**Document excerpt:**
Ipswich MP Tom Hunt puts an East Anglian mayor back on agenda

Ipswich Conservative MP Tom Hunt has asked the government to look again at East Anglian devolution.

Ipswich Conservative MP Tom Hunt has asked the government to look again at East Anglian devolution. Picture: OLIVER SULLIVAN - Credit: Archant

More than three years after plans were shelved, a new attempt to put East Anglian devolution back on the political agenda has been launched by Ipswich MP Tom Hunt.

Mr Hunt, a former aide to Cambridgeshire and Peterborough mayor James Palmer, has sent a written question to the Department of Housing and Local Government to ask what plans there were to elect a local mayor to represent Suffolk, Norfolk and Cambridgeshire.

He said he felt the area needed a strong voice in negotiations with the government - especially as East Anglia was seen by many to be at risk of losing out in the race for major infrastructure projects to the north and midlands.

Mr Hunt said: "We have seen what important figures West Midlands Mayor Andy Street and Greater Manchester Mayor Andy Burnham have become in talks with government and in the race for investment. This area needs someone of that stature to represent it in discussions with the government."

**Exercise instructions:**
A. Explain, in one to three sentences, why the article on the East Anglian mayor says Tom Hunt wants the area to have a strong voice in talks with the government.
B. In the article on the East Anglian mayor, which government department received Tom Hunt's written question?
C. Carry on the article about Tom Hunt's push for an East Anglian mayor from its final paragraph.
The rows have nothing to do with the article.

**Extracted data:**
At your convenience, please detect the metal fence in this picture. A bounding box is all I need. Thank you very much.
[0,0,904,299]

--

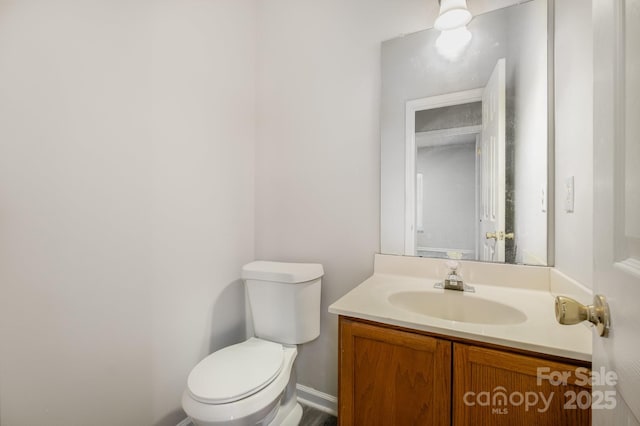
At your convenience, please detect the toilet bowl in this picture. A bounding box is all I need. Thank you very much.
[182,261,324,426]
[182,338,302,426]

--

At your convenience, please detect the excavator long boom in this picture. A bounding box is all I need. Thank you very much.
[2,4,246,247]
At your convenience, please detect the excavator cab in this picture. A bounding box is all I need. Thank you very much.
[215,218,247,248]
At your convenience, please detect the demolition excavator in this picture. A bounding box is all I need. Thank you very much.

**Answers for this exercise:**
A. He believes East Anglia is seen by many as at risk of losing out to the north and midlands in the race for major infrastructure projects. He also points to how important the West Midlands and Greater Manchester mayors have become in talks with the government and in the race for investment, and says the area needs someone of that stature.

B. The Department of Housing and Local Government.

C.
He had an open mind on whether the area covered by devolution should be Suffolk, Norfolk and Cambridgeshire, or just the two more easterly counties: "But I think it would have to be more than just Suffolk itself."

The last time devolution was discussed, in 2016, all the councils in Suffolk backed a directly-elected mayor covering the two counties - but Norfolk councils were split and the government said it could only go ahead if there was backing from all authorities and the issue has remained dormant since.

Waveney MP Peter Aldous, whose constituency is on the border of the two counties, said he could see the benefits of having an elected mayor representing the region in negotiations with the government.

"But I don't think we should have a model imposed by the government - it would have to be something that comes from local people. The issues in rural areas like East Anglia are different to those in major cities like Birmingham or Manchester."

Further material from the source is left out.